Stated exercise
Put the lines from the one containing "Each instance of the curtain" through the end of the records into a Markdown table with the columns "Row" and "Record line," numbering each row and leaving out blank lines.

Point annotation data:
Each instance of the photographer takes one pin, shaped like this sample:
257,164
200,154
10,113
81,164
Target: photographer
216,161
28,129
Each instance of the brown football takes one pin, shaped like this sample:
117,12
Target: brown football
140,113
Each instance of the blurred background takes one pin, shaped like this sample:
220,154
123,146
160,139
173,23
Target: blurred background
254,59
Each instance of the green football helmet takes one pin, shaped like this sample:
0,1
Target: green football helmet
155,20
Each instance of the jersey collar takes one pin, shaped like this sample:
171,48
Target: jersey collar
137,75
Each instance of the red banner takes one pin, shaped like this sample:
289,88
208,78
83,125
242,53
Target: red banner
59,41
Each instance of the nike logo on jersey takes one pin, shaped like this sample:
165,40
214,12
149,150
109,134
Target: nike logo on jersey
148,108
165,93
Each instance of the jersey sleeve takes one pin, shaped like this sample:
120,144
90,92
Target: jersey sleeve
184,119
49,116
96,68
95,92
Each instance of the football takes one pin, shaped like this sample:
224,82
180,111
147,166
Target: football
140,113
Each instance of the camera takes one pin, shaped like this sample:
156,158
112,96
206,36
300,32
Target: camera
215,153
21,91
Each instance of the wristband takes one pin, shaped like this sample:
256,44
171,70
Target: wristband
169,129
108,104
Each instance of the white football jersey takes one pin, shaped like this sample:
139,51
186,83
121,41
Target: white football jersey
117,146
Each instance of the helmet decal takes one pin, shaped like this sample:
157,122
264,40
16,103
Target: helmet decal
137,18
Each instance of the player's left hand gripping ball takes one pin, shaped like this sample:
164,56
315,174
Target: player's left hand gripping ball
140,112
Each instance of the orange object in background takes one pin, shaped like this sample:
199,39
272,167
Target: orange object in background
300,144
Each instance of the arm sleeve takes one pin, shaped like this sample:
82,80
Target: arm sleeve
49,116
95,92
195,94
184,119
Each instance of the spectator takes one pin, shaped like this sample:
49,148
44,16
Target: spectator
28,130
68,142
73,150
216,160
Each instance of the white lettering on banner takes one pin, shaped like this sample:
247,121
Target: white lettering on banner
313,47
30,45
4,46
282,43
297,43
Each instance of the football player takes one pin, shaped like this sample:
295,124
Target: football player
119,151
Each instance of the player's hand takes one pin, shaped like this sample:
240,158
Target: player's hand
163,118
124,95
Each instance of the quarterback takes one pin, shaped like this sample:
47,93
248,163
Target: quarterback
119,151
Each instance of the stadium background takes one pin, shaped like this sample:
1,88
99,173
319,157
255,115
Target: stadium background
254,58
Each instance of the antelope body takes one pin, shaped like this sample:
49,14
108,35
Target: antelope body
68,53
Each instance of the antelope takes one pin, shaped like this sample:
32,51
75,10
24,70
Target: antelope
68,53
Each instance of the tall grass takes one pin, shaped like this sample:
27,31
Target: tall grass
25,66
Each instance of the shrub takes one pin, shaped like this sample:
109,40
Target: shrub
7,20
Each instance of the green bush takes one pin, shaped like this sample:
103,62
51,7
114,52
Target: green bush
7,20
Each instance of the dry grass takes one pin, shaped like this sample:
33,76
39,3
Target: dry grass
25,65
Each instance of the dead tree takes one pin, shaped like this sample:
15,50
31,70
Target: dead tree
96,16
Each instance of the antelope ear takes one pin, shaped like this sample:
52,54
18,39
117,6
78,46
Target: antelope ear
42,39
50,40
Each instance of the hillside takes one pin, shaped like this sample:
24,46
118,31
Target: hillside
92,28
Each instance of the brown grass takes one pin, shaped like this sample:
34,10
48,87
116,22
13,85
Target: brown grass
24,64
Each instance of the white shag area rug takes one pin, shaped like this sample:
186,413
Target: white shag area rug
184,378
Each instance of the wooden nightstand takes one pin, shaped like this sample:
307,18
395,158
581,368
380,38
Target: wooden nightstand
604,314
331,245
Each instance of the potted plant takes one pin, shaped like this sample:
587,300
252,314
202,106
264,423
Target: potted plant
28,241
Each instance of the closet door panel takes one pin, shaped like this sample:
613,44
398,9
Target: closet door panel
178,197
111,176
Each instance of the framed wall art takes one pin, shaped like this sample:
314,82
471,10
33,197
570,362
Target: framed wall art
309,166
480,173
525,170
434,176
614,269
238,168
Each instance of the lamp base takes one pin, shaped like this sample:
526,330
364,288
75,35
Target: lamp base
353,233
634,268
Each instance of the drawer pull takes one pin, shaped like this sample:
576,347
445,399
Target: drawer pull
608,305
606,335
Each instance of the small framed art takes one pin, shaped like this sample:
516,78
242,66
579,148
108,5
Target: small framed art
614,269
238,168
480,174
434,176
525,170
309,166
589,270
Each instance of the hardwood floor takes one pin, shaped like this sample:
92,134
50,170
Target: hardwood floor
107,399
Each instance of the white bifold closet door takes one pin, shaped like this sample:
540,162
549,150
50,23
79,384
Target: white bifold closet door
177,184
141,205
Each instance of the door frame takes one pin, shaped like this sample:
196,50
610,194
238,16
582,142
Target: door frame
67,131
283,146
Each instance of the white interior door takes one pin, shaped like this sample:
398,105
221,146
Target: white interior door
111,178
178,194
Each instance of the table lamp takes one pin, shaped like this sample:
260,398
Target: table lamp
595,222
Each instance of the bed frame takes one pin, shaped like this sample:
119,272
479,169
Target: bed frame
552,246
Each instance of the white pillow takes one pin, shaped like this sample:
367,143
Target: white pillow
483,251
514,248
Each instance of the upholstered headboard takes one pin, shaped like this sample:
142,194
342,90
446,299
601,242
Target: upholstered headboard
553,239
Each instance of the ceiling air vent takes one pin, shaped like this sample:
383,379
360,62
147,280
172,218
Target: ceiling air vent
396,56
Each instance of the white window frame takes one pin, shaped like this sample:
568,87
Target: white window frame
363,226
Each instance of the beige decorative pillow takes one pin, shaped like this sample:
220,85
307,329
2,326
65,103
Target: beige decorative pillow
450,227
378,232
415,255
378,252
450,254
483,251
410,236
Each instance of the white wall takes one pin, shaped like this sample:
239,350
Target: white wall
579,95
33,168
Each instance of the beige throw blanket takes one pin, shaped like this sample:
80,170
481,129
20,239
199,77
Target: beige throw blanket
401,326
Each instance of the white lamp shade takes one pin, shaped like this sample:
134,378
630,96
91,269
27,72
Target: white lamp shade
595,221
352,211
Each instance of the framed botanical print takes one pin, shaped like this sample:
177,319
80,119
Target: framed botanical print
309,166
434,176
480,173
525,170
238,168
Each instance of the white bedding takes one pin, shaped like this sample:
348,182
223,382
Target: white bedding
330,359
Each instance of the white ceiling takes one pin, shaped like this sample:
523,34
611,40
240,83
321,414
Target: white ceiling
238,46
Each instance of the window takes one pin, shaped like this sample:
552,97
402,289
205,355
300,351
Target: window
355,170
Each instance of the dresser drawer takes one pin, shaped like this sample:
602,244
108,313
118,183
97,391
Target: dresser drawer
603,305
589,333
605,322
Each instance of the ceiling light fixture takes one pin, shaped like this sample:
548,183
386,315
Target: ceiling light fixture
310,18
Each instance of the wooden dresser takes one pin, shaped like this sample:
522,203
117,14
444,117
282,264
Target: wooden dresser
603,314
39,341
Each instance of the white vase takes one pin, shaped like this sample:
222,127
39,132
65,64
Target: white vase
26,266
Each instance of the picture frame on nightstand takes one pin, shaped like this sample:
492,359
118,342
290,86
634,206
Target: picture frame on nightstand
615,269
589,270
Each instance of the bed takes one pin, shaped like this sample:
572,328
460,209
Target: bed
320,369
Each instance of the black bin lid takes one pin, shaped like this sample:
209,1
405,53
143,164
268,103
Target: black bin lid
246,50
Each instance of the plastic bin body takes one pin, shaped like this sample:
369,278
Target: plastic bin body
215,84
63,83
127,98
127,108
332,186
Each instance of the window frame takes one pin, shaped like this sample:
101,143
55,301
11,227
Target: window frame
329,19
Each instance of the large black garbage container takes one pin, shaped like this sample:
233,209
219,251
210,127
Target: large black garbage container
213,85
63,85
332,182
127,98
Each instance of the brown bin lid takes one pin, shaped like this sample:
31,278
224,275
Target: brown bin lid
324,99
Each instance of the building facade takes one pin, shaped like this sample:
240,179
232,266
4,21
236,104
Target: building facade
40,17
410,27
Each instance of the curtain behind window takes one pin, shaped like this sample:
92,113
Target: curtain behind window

Answer to the exercise
| Row | Record line |
|---|---|
| 1 | Each instance of the curtain behind window takes one pin, shaped like this sample: |
| 2 | 92,113 |
| 3 | Target: curtain behind window |